__Exercise aim__:
Set down each entry below exactly as written, keeping the pictures out.

__Raw data__:
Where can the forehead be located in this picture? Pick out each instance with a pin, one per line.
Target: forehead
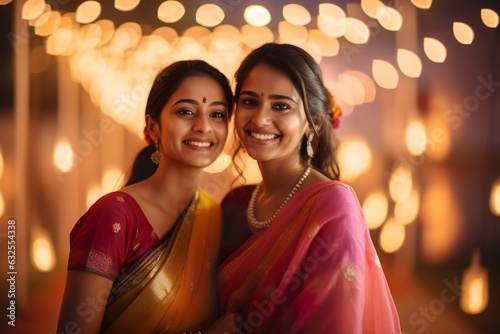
(266, 79)
(196, 85)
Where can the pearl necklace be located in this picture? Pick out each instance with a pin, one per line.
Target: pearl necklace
(251, 206)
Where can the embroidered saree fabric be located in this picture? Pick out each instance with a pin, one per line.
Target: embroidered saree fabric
(171, 287)
(314, 270)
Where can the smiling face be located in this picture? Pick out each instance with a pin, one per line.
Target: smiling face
(193, 124)
(270, 117)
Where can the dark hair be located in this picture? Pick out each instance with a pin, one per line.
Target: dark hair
(306, 76)
(166, 83)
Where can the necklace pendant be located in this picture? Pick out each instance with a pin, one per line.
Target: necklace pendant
(251, 205)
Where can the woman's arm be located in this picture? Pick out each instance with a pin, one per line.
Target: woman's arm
(84, 301)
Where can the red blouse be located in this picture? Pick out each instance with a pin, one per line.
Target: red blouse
(111, 236)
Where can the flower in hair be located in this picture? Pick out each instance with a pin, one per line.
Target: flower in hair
(147, 138)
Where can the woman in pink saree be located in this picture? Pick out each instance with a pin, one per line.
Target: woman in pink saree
(307, 263)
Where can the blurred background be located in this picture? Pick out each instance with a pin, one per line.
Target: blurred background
(417, 82)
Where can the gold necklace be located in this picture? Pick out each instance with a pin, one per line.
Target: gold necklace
(251, 206)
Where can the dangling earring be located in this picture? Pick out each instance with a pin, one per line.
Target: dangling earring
(156, 156)
(309, 149)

__Solved exercise__:
Where can the forehead be located in this picture? Pick out each instance with a pin, one per line.
Target: forehead
(266, 79)
(196, 85)
Where can the pearl necklace be located in this picture? Pick out each instance with a pin, one per line.
Target: pearl necklace
(251, 206)
Where can the embroidered saree fabric be located in this picture? Pick out each instance with a pin, one per line.
Target: embroidered saree fabric
(171, 287)
(314, 270)
Where can the smiling face be located in this picture? Pick out each instance with a pin, one per line.
Target: smiling face
(193, 124)
(270, 117)
Where can the dark hair be located in this picture? Pick out each instance with a pin, one per line.
Target: dark hair
(306, 76)
(166, 83)
Where can the necklace pendant be located in this picture? Pick out each instance with a pin, one per line.
Target: necklace pendant
(251, 205)
Where can the woman's arm be located in this picture? Pick out each instance with a pin, one per line.
Target: woman's arm
(84, 301)
Where can the red blouse be located in this picture? Pick out each instance with a pin, one per line.
Target: red blouse
(111, 236)
Where can the flower in hair be located in this picture? Pick out each instance with a pin, one per line.
Target: flower in hair
(147, 138)
Where can the woman in pink saree be located in this picture? Pick out each instance with a pin, one per line.
Target: woman in pink saree
(307, 263)
Where can the blurred background be located in this picture? Pick out each instance with a pin, one per line.
Target: blurred background
(417, 82)
Where can the gold necklace be located in this picture? Pick out each instance with a pin, one per line.
Target: gold necklace
(251, 206)
Where can the dangling earring be located in this picture? Pick out each instance with a pin, one per line.
Target: dangling earring
(156, 156)
(309, 149)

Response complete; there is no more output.